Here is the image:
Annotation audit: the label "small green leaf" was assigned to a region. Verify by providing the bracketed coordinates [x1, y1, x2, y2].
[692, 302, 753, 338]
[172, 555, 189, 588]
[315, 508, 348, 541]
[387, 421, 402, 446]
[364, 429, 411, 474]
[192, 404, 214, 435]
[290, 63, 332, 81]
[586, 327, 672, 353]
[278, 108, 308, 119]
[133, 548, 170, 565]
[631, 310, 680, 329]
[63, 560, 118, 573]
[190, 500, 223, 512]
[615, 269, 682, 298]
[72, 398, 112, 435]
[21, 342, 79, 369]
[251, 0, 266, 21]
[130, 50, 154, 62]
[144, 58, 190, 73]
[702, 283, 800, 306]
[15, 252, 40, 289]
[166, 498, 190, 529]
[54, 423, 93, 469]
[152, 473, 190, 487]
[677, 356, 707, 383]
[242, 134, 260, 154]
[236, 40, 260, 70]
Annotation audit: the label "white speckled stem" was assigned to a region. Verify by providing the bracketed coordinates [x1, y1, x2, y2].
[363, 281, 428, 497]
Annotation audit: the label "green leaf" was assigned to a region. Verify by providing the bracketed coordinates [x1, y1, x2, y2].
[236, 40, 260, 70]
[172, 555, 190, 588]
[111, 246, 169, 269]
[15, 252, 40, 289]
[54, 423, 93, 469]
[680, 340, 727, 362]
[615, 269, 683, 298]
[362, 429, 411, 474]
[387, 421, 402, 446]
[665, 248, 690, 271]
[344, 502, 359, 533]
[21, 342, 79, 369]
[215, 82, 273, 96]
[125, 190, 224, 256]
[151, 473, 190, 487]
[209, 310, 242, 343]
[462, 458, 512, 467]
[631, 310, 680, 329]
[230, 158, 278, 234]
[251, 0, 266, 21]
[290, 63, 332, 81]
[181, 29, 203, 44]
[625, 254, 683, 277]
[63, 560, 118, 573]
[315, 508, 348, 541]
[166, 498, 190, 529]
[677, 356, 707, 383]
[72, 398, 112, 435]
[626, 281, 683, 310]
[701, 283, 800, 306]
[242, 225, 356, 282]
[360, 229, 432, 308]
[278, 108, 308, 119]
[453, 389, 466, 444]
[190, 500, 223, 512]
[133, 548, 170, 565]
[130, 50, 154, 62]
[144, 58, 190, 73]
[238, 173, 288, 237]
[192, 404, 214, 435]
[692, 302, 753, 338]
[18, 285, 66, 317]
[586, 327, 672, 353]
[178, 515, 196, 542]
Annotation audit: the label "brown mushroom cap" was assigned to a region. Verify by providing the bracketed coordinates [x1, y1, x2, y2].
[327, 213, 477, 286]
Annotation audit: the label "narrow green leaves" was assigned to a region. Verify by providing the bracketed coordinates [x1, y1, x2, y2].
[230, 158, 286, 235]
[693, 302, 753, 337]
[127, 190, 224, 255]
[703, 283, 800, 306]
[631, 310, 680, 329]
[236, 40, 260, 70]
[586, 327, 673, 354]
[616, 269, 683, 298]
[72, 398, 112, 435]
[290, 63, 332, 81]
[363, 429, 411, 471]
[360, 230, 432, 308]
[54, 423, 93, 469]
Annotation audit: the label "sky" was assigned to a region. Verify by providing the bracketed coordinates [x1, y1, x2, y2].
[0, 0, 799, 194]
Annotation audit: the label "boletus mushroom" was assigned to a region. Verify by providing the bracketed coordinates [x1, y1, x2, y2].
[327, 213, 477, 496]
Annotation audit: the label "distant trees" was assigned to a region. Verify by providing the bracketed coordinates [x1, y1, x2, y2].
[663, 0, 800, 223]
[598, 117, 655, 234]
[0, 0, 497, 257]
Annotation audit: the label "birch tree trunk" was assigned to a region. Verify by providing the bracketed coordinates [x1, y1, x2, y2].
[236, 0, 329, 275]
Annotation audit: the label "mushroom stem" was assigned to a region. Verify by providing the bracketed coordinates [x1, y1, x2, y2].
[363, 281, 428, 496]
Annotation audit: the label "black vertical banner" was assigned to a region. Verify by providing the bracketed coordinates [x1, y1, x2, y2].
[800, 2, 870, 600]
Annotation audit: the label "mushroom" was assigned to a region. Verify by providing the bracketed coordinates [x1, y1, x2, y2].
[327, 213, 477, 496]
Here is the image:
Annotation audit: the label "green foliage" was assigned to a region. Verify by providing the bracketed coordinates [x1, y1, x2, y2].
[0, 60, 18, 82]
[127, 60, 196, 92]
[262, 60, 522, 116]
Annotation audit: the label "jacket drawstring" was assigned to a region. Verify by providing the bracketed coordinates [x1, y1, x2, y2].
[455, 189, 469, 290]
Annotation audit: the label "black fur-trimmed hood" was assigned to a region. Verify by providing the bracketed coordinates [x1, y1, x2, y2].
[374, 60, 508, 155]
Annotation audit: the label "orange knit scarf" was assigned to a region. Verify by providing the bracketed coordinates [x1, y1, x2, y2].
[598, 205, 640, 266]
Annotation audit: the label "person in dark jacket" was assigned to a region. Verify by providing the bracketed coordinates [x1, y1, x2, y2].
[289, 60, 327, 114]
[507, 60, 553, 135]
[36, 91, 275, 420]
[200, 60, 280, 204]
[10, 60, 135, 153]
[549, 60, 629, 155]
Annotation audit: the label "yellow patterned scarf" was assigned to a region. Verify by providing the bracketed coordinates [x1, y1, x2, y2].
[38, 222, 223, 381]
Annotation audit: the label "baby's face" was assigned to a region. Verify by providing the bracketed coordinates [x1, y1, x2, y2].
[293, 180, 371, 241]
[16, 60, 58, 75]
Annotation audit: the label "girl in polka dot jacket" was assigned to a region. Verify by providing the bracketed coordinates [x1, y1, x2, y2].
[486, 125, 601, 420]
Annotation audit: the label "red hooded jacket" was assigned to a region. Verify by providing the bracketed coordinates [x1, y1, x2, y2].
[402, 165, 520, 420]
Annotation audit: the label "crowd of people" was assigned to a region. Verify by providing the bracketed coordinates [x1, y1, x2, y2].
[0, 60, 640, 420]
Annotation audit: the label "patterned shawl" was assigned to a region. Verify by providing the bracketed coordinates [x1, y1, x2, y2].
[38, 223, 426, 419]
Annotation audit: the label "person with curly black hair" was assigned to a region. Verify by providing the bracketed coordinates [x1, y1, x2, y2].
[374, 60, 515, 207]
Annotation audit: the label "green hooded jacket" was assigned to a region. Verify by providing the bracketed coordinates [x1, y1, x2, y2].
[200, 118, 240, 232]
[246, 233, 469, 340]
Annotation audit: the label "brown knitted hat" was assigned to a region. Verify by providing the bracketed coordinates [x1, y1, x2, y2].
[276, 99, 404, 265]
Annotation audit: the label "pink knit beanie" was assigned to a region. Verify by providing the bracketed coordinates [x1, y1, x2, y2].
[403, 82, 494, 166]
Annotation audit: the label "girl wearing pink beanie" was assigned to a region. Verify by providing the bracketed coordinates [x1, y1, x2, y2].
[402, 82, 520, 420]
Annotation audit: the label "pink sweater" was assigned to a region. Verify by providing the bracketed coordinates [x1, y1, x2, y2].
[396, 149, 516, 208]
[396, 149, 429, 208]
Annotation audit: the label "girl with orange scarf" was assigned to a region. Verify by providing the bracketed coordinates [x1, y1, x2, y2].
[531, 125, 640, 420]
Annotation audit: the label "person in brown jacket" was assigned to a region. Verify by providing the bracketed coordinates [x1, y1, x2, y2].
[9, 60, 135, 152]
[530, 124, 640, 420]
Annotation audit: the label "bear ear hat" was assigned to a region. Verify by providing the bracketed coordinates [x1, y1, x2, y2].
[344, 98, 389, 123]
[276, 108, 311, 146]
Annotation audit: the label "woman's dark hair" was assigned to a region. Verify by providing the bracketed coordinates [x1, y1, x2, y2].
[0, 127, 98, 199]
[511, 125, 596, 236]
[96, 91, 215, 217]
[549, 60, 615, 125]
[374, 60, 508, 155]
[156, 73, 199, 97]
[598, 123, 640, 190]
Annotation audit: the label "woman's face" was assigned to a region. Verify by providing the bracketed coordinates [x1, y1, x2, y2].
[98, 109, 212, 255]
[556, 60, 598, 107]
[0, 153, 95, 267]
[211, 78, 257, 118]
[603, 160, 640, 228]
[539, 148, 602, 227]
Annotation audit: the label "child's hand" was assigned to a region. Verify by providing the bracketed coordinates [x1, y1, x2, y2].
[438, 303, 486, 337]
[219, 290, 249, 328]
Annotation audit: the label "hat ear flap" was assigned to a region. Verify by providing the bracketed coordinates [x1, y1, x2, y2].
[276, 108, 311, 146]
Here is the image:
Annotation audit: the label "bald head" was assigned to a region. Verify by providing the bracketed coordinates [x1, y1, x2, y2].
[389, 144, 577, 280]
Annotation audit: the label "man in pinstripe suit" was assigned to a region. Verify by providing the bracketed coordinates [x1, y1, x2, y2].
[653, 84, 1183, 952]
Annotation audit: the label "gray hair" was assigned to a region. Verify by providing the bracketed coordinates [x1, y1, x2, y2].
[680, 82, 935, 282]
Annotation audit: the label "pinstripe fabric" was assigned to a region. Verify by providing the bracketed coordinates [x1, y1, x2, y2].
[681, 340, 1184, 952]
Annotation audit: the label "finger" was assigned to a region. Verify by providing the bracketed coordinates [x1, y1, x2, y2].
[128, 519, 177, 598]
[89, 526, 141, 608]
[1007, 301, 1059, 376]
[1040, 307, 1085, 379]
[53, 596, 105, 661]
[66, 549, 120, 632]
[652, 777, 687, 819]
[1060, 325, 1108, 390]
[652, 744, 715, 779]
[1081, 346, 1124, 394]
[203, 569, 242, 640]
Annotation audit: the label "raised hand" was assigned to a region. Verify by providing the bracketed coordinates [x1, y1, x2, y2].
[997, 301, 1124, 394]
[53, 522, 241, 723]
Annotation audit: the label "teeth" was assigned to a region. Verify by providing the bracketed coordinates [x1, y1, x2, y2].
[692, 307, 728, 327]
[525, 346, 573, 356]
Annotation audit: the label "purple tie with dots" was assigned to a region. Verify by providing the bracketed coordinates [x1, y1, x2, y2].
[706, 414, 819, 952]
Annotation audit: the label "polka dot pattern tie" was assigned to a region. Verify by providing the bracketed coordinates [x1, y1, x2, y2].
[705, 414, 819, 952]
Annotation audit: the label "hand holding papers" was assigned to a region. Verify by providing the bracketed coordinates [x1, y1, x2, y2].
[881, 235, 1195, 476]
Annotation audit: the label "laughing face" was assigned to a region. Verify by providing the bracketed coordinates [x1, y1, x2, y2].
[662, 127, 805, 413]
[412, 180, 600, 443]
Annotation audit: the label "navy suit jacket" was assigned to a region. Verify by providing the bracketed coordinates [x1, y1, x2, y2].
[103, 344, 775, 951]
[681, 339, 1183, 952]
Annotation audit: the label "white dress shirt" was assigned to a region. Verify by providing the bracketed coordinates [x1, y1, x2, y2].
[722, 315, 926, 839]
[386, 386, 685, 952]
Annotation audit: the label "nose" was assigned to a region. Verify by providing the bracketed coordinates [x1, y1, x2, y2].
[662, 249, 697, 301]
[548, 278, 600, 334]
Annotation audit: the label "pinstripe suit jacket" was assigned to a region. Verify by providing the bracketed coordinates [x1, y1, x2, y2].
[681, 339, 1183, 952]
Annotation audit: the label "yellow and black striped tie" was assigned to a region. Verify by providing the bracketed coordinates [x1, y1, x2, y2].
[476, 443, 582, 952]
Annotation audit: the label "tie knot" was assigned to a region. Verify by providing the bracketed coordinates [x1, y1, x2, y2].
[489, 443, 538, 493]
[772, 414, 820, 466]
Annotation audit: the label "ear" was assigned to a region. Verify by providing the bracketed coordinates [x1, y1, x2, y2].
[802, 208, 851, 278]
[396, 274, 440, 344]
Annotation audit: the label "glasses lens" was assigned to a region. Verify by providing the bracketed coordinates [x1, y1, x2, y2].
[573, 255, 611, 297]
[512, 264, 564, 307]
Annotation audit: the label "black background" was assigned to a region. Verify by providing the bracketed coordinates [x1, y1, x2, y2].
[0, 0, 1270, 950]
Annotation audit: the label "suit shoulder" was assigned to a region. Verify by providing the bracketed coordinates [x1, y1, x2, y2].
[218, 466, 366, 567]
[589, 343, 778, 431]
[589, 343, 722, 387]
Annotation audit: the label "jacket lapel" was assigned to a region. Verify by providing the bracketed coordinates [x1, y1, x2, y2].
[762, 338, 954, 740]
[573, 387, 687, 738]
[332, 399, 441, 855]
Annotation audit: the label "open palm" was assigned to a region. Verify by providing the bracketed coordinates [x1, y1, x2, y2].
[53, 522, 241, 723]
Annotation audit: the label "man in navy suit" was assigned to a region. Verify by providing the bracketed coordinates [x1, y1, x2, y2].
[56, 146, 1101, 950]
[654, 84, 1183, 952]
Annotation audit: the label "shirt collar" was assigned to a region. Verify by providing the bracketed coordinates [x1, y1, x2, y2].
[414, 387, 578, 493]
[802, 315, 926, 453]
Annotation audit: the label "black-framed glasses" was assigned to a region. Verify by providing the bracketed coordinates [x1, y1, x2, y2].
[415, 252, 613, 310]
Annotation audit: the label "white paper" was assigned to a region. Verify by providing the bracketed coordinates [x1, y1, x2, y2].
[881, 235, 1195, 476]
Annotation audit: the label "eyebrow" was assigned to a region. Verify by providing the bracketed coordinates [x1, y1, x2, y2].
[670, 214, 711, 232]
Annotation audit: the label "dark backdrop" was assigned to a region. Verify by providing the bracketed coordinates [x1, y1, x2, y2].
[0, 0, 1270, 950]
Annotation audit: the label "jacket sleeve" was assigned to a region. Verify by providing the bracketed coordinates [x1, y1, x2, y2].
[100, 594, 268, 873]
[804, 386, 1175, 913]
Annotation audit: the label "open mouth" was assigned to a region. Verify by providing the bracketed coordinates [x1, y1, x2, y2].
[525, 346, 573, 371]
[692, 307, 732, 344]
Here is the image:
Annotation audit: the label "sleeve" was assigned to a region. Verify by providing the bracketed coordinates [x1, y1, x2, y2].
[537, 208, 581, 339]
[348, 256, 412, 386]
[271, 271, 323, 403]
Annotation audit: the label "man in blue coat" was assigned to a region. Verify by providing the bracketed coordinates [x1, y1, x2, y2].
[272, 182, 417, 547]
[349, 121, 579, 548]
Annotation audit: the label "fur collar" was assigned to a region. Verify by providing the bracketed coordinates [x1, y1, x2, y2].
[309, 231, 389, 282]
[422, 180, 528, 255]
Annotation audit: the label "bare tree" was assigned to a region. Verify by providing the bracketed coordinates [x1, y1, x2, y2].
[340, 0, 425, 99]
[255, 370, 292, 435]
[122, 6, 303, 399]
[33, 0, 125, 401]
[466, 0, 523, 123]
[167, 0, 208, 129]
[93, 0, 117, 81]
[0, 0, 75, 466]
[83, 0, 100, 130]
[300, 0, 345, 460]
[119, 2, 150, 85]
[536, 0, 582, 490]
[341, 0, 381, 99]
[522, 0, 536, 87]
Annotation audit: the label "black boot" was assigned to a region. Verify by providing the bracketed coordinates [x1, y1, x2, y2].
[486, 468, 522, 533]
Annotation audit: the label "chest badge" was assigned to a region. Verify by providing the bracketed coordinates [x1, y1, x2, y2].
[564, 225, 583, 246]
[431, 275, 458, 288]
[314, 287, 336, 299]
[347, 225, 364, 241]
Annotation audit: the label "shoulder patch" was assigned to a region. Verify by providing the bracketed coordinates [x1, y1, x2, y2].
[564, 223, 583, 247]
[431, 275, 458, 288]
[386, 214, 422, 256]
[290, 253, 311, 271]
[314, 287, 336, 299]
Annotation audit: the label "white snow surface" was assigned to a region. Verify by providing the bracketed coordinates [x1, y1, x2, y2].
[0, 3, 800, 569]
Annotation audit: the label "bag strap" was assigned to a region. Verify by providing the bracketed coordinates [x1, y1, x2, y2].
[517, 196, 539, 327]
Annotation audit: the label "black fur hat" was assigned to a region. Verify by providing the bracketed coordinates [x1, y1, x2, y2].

◇ ◇ ◇ ◇

■ YOUR TASK
Render the stretch of entries from the start through the line containing "[152, 473, 190, 487]" as a Markdown table with the columns Row and Line, giving each line a row number and omitting blank lines.

■ ANSWER TO THE PROBLEM
| Row | Line |
|---|---|
| 1 | Here is the image: |
| 2 | Annotation audit: the label "small green leaf" was assigned to a region. Verify by providing the bracketed coordinates [x1, y1, x2, y2]. |
| 3 | [692, 302, 753, 338] |
| 4 | [172, 555, 189, 588] |
| 5 | [315, 508, 348, 541] |
| 6 | [387, 421, 402, 446] |
| 7 | [364, 429, 411, 474] |
| 8 | [192, 404, 214, 435] |
| 9 | [290, 63, 332, 81] |
| 10 | [586, 327, 672, 353] |
| 11 | [278, 108, 308, 119] |
| 12 | [133, 548, 170, 565] |
| 13 | [631, 310, 680, 329] |
| 14 | [63, 560, 118, 573] |
| 15 | [190, 500, 223, 512] |
| 16 | [615, 269, 682, 298] |
| 17 | [72, 398, 112, 435] |
| 18 | [21, 342, 79, 369] |
| 19 | [251, 0, 266, 21] |
| 20 | [130, 50, 154, 62] |
| 21 | [144, 58, 190, 73] |
| 22 | [702, 283, 800, 306] |
| 23 | [15, 252, 40, 289] |
| 24 | [166, 498, 190, 529] |
| 25 | [54, 423, 93, 469] |
| 26 | [152, 473, 190, 487] |